**AIM OF THE EXERCISE**.
Rewrite all of the rows below, changing every "pin" to "marker" and keeping everything else the same. Omit the pictures.

**SUPPLIED MATERIAL**.

◆ ◆ ◆ ◆

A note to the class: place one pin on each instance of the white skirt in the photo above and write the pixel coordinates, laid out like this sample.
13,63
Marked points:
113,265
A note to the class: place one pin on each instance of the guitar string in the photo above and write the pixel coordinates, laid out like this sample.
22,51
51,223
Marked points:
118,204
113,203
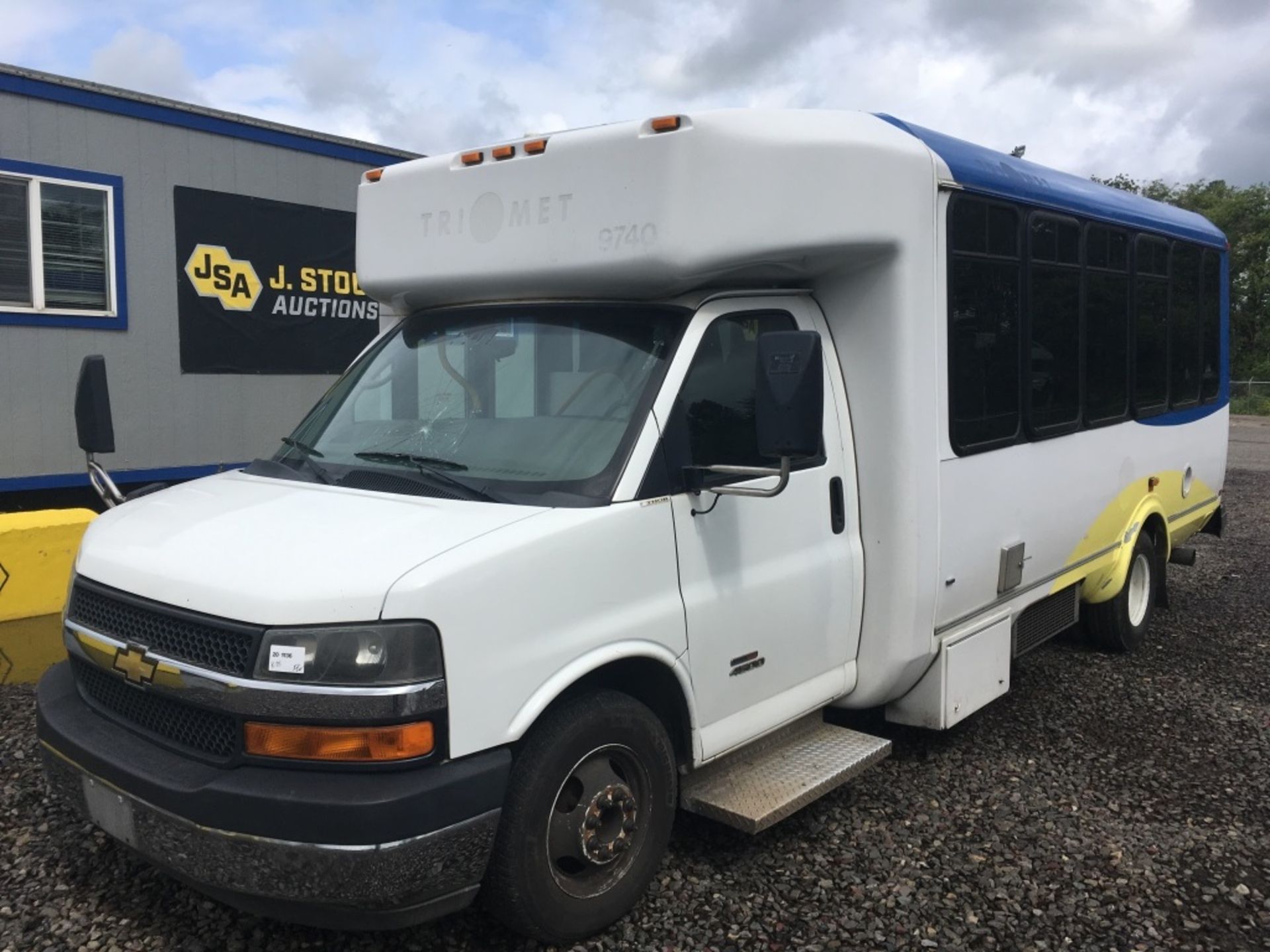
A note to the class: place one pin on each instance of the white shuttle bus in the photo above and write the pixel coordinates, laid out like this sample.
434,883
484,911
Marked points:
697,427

◆ ◆ ◆ ◆

**SOLUTION TO THIS EXERCISE**.
A note to the class: place one marker on each instance of the white skirt in the photo above and write the pixel coordinates, laid out like this sample.
13,63
Marked points:
113,265
A note to the class: place one marker on each instance of the guitar string in the photo above and write the pixel coordinates, laid out like this sample.
22,51
51,223
Marked points:
118,204
113,203
A note to the class: place one marker on each instance of the white shuttle bus in the photo above and write the pixel coordinates, laid out like this sample.
434,883
484,911
Marked points:
697,427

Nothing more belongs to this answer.